● **Seitentext**
_ _ _ _ _

VwGH 99/08/0015

VwGH99/08/00151.6.1999

Der Verwaltungsgerichtshof hat durch den Vorsitzenden Senatspräsident Dr. Knell und die Hofräte Dr. Müller, Dr. Sulyok, Dr. Nowakowski und Dr. Strohmayer als Richter, im Beisein der Schriftführerin Mag. Hackl, über die Beschwerde des E in R, vertreten durch Dr. Benno Wageneder und Dr. Claudia Schoßleitner, Rechtsanwälte in 4910 Ried/Innkreis, Adalbert-Stifter-Straße 16, gegen den aufgrund eines Beschlusses des Ausschusses für Leistungsangelegenheiten ausgefertigten Bescheid der Landesgeschäftsstelle des Arbeitsmarktservice Oberösterreich vom 16. Juni 1998, Zl. 4/1288/Nr. 0409/98-10, betreffend Anspruch auf Arbeitslosengeld ab 1. April 1998, zu Recht erkannt:

Normen

AlVG 1977 §12 Abs10;
AlVG 1977 §12 Abs9;
AlVG 1977 §36a Abs5;
AlVG 1977 §36b Abs1;
AlVG 1977 §36b Abs2;
AlVG 1977 §7 Abs1;
B-VG Art140 Abs7;
VwRallg;
AlVG 1977 §12 Abs10;
AlVG 1977 §12 Abs9;
AlVG 1977 §36a Abs5;
AlVG 1977 §36b Abs1;
AlVG 1977 §36b Abs2;
AlVG 1977 §7 Abs1;
B-VG Art140 Abs7;
VwRallg;

 

Spruch:

Der angefochtene Bescheid wird wegen Rechtswidrigkeit seines Inhaltes aufgehoben.

_ _ _ _ _

● **Angezeigte Daten**
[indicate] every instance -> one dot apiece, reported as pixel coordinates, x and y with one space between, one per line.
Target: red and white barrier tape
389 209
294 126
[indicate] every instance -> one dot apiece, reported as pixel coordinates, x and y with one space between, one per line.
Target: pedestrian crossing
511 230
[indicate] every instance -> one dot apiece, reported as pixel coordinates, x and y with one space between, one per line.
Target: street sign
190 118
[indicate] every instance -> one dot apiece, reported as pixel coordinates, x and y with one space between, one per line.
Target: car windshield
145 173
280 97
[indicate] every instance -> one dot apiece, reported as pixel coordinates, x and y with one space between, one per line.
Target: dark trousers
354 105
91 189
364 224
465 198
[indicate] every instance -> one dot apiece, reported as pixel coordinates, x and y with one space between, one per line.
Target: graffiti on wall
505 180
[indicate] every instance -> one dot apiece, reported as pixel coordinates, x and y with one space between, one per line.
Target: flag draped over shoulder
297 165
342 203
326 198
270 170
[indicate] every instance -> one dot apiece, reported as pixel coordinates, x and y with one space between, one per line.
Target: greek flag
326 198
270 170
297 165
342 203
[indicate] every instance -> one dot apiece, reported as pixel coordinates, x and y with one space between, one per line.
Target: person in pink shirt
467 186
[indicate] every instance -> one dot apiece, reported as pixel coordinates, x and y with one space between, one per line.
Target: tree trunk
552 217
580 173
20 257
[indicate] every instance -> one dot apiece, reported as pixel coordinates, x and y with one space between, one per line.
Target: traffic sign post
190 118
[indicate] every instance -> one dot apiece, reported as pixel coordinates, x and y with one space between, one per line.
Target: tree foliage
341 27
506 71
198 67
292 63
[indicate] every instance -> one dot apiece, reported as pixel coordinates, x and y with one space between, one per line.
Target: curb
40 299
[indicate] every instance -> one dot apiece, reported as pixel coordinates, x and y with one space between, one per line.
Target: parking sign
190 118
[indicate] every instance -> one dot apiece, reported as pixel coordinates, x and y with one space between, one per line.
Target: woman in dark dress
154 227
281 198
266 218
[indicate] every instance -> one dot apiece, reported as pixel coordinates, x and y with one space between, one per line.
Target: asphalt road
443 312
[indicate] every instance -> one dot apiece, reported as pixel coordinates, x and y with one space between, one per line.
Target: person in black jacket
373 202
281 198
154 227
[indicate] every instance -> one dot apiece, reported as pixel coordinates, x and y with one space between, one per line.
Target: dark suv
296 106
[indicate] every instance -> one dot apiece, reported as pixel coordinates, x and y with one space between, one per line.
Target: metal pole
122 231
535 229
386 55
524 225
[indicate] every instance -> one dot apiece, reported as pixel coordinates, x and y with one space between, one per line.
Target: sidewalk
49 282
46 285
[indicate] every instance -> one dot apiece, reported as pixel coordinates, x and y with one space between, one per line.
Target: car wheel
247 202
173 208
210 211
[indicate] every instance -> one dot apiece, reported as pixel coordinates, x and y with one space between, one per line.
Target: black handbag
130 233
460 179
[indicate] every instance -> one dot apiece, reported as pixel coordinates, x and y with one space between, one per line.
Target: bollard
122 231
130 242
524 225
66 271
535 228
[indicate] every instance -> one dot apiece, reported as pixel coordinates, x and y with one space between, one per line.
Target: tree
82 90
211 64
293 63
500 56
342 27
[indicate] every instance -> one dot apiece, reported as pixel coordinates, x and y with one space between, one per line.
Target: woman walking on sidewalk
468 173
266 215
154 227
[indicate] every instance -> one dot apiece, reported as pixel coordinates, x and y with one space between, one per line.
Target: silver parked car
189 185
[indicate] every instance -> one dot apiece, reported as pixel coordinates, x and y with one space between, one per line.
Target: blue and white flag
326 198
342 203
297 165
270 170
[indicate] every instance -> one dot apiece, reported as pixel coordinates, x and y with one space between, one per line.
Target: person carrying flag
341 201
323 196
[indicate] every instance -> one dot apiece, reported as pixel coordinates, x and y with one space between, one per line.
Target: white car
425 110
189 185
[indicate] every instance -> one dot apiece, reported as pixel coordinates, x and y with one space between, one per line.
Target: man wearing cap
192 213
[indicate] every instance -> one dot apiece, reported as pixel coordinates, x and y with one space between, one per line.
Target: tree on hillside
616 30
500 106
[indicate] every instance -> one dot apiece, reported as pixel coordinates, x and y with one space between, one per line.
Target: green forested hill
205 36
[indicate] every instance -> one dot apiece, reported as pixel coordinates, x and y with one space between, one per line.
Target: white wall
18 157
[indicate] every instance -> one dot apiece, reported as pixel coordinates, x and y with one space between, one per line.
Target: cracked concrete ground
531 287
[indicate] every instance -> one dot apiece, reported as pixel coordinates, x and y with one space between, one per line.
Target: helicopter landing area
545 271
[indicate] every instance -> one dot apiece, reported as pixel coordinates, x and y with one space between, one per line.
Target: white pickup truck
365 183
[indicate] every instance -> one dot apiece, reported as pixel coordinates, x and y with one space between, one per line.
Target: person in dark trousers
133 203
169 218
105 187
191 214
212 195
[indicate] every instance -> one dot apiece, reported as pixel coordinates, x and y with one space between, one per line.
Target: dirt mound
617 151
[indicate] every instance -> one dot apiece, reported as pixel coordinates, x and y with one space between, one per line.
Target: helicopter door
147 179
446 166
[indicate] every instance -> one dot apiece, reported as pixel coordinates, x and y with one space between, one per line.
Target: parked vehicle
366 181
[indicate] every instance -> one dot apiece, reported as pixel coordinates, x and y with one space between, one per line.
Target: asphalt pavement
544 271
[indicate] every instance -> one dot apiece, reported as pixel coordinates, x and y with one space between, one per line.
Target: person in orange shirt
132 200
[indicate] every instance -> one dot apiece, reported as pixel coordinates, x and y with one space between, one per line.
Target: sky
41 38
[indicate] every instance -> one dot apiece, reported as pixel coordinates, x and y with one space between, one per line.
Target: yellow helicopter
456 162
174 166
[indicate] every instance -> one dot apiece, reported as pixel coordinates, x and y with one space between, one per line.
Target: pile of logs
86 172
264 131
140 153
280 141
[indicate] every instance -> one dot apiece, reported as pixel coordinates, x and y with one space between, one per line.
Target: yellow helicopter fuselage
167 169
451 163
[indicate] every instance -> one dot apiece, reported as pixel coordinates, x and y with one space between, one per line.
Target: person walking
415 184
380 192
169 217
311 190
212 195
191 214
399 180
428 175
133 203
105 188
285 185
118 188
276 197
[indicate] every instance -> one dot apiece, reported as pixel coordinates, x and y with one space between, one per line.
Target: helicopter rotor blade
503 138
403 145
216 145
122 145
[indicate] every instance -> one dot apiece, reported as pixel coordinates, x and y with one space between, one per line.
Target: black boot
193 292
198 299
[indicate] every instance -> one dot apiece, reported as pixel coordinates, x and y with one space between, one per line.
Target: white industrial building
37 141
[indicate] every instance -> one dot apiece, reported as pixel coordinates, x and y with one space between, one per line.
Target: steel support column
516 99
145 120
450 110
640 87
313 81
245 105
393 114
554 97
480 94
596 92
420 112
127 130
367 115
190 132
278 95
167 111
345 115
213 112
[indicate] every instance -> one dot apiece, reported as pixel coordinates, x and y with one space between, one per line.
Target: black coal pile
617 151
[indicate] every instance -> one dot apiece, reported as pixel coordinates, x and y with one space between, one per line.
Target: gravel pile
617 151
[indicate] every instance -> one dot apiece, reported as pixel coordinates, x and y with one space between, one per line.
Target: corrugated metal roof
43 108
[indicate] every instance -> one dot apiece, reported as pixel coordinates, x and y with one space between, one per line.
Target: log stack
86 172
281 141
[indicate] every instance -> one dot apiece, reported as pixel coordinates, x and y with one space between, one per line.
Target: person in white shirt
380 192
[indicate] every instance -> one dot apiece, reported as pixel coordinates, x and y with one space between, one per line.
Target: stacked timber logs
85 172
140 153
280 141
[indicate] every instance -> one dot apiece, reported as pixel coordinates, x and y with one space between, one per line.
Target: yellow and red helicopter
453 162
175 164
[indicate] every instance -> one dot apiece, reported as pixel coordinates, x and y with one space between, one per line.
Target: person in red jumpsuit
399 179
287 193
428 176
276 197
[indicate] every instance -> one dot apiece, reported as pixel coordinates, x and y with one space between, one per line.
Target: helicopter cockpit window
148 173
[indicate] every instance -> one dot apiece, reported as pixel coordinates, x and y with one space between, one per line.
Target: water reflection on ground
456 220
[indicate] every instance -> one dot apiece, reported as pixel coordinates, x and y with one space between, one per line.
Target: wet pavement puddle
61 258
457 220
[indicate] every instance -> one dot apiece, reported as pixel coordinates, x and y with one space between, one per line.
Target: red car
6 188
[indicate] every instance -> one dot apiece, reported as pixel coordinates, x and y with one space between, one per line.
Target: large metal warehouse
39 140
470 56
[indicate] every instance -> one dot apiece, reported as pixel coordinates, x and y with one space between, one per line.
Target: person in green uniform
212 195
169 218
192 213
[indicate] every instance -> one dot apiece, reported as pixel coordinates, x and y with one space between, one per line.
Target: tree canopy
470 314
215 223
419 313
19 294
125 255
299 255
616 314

_ _ _ _ _

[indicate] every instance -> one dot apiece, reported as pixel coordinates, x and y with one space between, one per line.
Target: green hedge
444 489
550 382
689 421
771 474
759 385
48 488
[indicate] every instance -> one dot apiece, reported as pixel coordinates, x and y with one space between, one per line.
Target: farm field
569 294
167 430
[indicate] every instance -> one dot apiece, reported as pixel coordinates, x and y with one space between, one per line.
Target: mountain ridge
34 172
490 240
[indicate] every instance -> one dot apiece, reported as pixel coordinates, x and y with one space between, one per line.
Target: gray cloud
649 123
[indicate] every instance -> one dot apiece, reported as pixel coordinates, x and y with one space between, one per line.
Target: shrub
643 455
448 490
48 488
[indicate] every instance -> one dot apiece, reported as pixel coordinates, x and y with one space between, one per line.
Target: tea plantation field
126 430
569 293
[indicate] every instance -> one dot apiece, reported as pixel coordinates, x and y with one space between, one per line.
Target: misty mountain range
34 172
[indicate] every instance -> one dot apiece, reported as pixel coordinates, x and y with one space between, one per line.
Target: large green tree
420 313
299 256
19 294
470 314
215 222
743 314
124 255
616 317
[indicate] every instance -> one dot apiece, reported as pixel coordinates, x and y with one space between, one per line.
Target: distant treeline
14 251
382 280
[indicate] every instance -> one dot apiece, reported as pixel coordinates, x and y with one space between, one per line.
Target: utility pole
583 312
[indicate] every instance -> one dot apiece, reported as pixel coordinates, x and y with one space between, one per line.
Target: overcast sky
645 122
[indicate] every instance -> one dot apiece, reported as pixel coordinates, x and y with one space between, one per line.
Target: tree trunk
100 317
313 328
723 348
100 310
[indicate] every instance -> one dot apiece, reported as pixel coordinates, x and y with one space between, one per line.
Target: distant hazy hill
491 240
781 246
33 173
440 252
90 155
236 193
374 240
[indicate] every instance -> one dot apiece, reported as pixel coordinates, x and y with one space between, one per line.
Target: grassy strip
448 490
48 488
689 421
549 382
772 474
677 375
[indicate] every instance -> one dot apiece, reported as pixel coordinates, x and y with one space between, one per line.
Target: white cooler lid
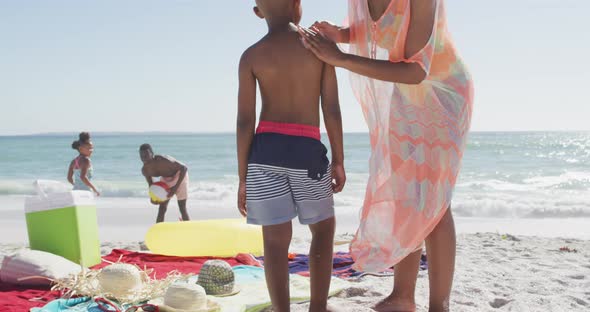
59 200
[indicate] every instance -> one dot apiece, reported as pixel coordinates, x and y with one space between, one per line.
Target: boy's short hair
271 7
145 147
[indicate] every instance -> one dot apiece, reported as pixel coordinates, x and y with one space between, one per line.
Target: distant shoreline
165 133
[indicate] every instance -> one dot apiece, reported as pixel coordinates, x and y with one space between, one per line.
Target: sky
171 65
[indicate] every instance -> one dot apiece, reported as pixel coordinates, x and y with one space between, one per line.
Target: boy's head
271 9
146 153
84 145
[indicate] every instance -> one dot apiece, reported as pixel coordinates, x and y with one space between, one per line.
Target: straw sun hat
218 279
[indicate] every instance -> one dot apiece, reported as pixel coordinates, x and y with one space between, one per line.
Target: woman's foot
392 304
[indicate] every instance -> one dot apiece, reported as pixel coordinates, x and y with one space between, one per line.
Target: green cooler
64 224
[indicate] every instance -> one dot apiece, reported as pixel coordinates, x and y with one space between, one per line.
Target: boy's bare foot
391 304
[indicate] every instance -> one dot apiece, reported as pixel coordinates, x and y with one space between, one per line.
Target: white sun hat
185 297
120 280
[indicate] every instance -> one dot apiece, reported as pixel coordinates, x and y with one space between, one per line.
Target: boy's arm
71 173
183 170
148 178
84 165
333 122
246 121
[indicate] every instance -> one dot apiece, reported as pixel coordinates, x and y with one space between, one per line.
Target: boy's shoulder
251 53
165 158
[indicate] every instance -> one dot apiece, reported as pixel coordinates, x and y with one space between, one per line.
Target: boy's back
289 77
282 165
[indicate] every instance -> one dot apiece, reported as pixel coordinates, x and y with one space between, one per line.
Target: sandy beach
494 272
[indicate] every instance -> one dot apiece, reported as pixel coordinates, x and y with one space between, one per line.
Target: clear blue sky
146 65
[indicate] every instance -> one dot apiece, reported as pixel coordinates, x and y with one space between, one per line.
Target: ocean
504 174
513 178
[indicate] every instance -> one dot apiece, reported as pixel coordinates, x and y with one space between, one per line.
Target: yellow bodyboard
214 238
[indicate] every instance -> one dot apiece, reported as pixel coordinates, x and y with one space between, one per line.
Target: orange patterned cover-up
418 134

_ _ _ _ _

● **Aufgaben**
(A) Zähle die Zeilen der Einträge, in denen das Wort „flag“ vorkommt, und gib nur die Zahl an. Groß- und Kleinschreibung zählt.
(B) Schreib die Entscheidung des Verwaltungsgerichtshofs zum Arbeitslosengeld weiter, direkt nach ihrem letzten Satz.

● **Antworten**
(A) 4

(B)
Der Bund (Bundesminister für Arbeit, Gesundheit und Soziales) hat dem Beschwerdeführer Aufwendungen von S 15.000,-- bei sonstiger Exekution zu ersetzen.

Begründung

1. Der Beschwerdeführer beantragte am 1. April 1998 bei der zuständigen regionalen Geschäftsstelle des Arbeitsmarktservice die Gewährung von Arbeitslosengeld. Mit Bescheid vom 6. April 1998 hat die regionale Geschäftsstelle dem Antrag auf Zuerkennung des Arbeitslosengeldes gemäß § 7 Abs. 1 Z. 1 und Abs. 2 in Verbindung mit § 12 AlVG mangels Arbeitslosigkeit keine Folge gegeben und dies (nach Zitierung von Teilen der §§ 7, 12 sowie 36a und 36b AlVG) damit begründet, dass der Beschwerdeführer "lt. dem zuletzt ergangenen Umsatzsteuerbescheid einen Umsatz erzielt, der Arbeitslosigkeit ausschließt". Nach der Aktenlage war dies der Umsatzsteuerbescheid vom 18. November 1997 über das Kalenderjahr 1996.

Gegen diesen Bescheid erhob der Beschwerdeführer Berufung.

Mit dem in Beschwerde gezogenen Bescheid hat die belangte Behörde der Berufung des Beschwerdeführers nicht stattgegeben. Unter Bezugnahme auf den genannten Umsatzsteuerbescheid betreffend das Jahr 1996, wonach der Beschwerdeführer einen Umsatz von

S 618.626,02 erzielt habe, stellte die belangte Behörde fest, dass dies einen monatlichen Umsatz von S 51.552,16 ergebe, davon 11,1 % einen Betrag von S 5.722,28. Dieses "Einkommen" übersteige die in § 5 Abs. 2 lit. a bis c ASVG angeführten Beiträge von monatlich

S 3.830,-- im Jahr 1998, weshalb Arbeitslosigkeit nicht gegeben sei.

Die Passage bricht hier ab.